» Short task 1
Answer these from the passage on FILA ordering heuristics that target pieces:
(a) What kind of heuristic can a piece-targeting heuristic not be?
(b) Which filtering, used alone, would be almost completely useless for shrinking image list sets that target pieces?
(c) Against what might a piece-targeting approach still perform favorably?
» Short task 2
Extend the passage on FILA ordering heuristics that target pieces, starting right after its final sentence.

» Selected passage

□ □ □

FILA Ordering Heuristics that Target Pieces

There's nothing in the FILA-heuristic interface that precludes a heuristic from targeting a piece (rather than a cell) and returning an image list set that lists only images for a single target piece. Unfortunately, if a heuristic is targeting pieces, then it cannot be a fixed-order heuristic, which means you can't use POF to gradually reduce the size of the image list sets that target pieces as the puzzle is filled in. And NOF filtering alone would be almost completely useless for reducing the size of image list sets that target pieces. So I don't immediately see a way to, for example, extend the estimate heuristic to efficiently identify pieces that have few fits and/or identify a precalculated image list targeting such a piece that is well filtered to the current puzzle state. Still, there may be times that targeting pieces could be useful, even if it requires much work to identify the target (e.g., fit-counting across all images of a piece), and even if the returned image list set is not well filtered (e.g., just return all images of the piece with no filtering at all). Such an approach might still perform favorably compared to DLX within some limited range of puzzle sizes.

□ □ □

Image location labeling entries
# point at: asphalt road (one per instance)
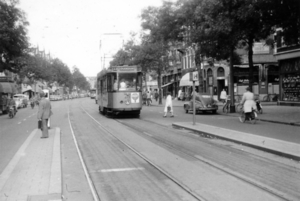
(146, 159)
(266, 129)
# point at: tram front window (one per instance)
(127, 82)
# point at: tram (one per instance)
(120, 90)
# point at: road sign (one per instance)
(194, 76)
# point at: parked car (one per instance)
(21, 100)
(204, 103)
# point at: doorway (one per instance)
(221, 86)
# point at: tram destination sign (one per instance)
(125, 69)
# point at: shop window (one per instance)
(220, 72)
(209, 72)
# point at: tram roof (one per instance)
(119, 69)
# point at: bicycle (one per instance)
(226, 107)
(270, 97)
(239, 107)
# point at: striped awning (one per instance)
(7, 87)
(166, 85)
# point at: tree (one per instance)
(61, 74)
(35, 67)
(13, 38)
(79, 80)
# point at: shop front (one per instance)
(289, 79)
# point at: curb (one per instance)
(279, 147)
(266, 120)
(55, 186)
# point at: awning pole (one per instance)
(194, 107)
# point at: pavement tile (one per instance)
(30, 172)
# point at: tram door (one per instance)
(220, 87)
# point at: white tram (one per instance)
(120, 90)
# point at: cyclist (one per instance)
(12, 103)
(223, 96)
(248, 105)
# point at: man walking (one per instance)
(44, 114)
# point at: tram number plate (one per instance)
(135, 98)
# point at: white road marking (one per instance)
(14, 161)
(121, 169)
(148, 134)
(93, 190)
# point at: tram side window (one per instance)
(112, 82)
(127, 82)
(139, 82)
(104, 85)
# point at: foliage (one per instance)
(61, 73)
(79, 80)
(35, 67)
(13, 38)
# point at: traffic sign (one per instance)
(194, 76)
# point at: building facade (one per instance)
(289, 75)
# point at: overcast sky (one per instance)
(71, 29)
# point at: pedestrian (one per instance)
(223, 96)
(144, 96)
(44, 114)
(169, 105)
(179, 94)
(156, 95)
(248, 104)
(149, 98)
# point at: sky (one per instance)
(71, 30)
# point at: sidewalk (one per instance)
(34, 173)
(271, 112)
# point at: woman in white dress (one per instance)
(169, 105)
(248, 103)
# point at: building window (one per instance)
(220, 72)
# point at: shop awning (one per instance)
(185, 81)
(28, 88)
(7, 87)
(166, 84)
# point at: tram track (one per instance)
(212, 164)
(182, 186)
(215, 165)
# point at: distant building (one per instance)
(92, 81)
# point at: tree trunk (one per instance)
(159, 85)
(231, 83)
(250, 59)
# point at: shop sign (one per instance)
(244, 81)
(288, 66)
(260, 48)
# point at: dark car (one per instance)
(204, 103)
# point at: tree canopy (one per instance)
(13, 36)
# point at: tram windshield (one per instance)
(128, 82)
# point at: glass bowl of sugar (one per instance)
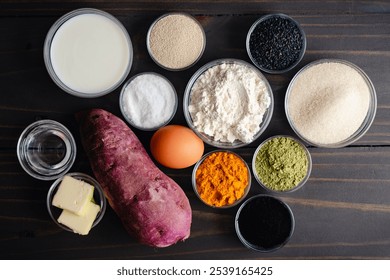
(176, 41)
(330, 103)
(148, 101)
(88, 53)
(228, 103)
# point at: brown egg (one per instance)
(176, 146)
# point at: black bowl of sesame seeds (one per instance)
(276, 43)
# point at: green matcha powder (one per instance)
(281, 164)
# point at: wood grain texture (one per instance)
(343, 212)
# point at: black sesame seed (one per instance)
(276, 43)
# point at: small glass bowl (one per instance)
(208, 139)
(272, 71)
(301, 183)
(47, 49)
(366, 124)
(194, 179)
(151, 53)
(98, 197)
(129, 119)
(46, 150)
(258, 207)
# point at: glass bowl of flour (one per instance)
(330, 103)
(228, 103)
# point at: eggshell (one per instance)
(176, 146)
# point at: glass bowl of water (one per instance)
(46, 150)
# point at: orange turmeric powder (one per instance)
(221, 179)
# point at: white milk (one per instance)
(90, 53)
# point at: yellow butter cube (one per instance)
(80, 224)
(73, 195)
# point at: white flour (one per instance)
(228, 102)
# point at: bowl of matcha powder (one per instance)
(281, 164)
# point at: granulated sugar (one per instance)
(328, 102)
(176, 41)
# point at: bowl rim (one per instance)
(368, 120)
(187, 97)
(50, 36)
(194, 186)
(20, 146)
(150, 31)
(301, 55)
(127, 117)
(252, 246)
(86, 178)
(309, 164)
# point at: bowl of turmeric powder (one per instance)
(221, 179)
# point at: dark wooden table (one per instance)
(343, 212)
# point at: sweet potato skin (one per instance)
(151, 206)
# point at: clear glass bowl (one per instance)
(259, 205)
(301, 183)
(156, 60)
(98, 197)
(46, 150)
(48, 61)
(208, 139)
(193, 178)
(271, 71)
(129, 119)
(366, 124)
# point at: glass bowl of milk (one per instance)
(88, 53)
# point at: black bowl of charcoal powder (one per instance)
(264, 223)
(276, 43)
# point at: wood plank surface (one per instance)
(343, 212)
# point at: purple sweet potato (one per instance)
(152, 207)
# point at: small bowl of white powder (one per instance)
(330, 103)
(176, 41)
(228, 103)
(148, 101)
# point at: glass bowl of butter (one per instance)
(76, 202)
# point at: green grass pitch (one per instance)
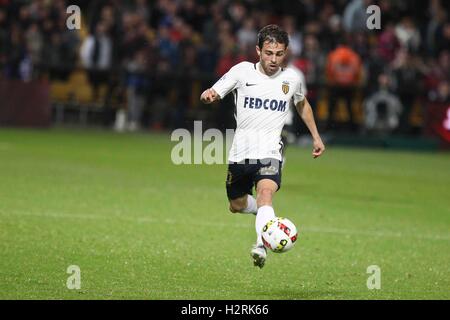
(140, 227)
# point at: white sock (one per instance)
(265, 214)
(251, 205)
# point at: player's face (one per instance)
(271, 56)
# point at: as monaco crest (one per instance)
(285, 87)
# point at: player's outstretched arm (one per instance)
(305, 112)
(209, 96)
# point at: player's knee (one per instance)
(265, 193)
(237, 205)
(264, 197)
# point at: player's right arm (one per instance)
(223, 86)
(209, 96)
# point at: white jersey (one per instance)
(262, 105)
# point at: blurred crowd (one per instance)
(159, 54)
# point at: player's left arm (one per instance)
(305, 112)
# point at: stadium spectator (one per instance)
(408, 83)
(355, 16)
(96, 56)
(35, 42)
(137, 85)
(344, 71)
(382, 109)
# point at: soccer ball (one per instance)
(279, 235)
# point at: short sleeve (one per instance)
(228, 82)
(300, 89)
(299, 94)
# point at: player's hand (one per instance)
(318, 148)
(209, 96)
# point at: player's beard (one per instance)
(270, 68)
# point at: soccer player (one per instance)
(262, 93)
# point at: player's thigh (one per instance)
(239, 184)
(266, 188)
(268, 176)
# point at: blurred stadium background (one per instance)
(143, 64)
(94, 185)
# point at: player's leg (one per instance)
(239, 189)
(265, 190)
(244, 204)
(268, 181)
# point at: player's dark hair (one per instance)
(272, 33)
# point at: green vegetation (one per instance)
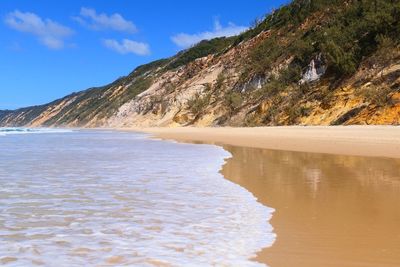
(202, 49)
(378, 95)
(233, 100)
(199, 102)
(350, 31)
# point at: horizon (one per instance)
(60, 50)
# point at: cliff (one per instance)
(312, 62)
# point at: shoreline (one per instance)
(371, 141)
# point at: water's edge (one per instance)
(222, 146)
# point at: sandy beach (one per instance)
(338, 206)
(379, 141)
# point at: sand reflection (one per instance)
(330, 210)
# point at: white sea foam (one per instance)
(94, 198)
(21, 130)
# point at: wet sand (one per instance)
(331, 210)
(380, 141)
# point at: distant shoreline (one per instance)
(373, 141)
(370, 141)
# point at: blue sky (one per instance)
(49, 49)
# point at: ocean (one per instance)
(108, 198)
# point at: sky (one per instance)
(49, 49)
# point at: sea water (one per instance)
(105, 198)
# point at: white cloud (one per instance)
(127, 46)
(49, 33)
(186, 40)
(91, 19)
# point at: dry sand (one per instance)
(331, 210)
(380, 141)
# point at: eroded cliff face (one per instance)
(238, 85)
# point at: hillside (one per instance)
(312, 62)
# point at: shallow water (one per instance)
(331, 210)
(99, 198)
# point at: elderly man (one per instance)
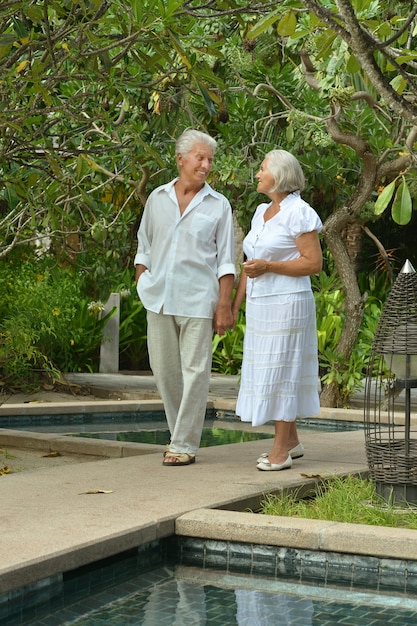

□ □ □

» Expected answer 1
(a) A fixed-order heuristic.
(b) NOF filtering.
(c) DLX, within some limited range of puzzle sizes.

» Expected answer 2
Also, for the special case where the puzzle solve is just getting started ($p = P$), every image in all image list sets are guaranteed to fit. So the S and E heuristics could easily be modified to notice that $p = P$ and instead of counting fits or neighbor holes, just look at the list sizes. Image list sets that target pieces could be included specifically for this situation, so that FILA could target, for example, a piece that's been highly constrained to eliminate rotationally redundant solutions. This would enable FILA to fully emulate de Bruijn and Fletcher for the 10x6 pentomino problem by identifying that the X piece should be placed first. It is not clear to me, however, that there would be any advantage to this approach over my current approach of always using DLX to place the first piece of a puzzle (other than the elimination of DLX itself — which is obviously no small simplification.) In fact, it is my expectation that such an approach would be inferior to the current approach of using the combination of algorithms: In the 10x6 pentomino problem, placing the X piece smack in the middle of the puzzle causes DLX to eliminate many images. Using this reduced image set as a feed for the initialization of the fixed image list sets used by the FILA F heuristic is highly advantageous and this is not a behavior that a pure FILA approach to the problem can readily replicate.

For now, I leave the subject of defining FILA ordering heuristics that can target pieces as a problem for future investigation.

Code Generation

I have not definitively answered the question of whether FILA is faster than Fletcher's algorithm for the 10x6 pentomino problem. I have not even taken the time to translate Fletcher's original program to a modern programming language. But even if I did, a comparison between that program and polycube wouldn't really be a fair comparison of Fletcher's algorithm and FILA: Fletcher's program is hard coded to solve the 10x6 pentomino puzzle which has several advantages:

much indirection and array indexing can be eliminated;
for-loops can be unrolled;
simplifications are made possible due to all pieces being the same size; and
simplifications are made possible due to all pieces having a different shape.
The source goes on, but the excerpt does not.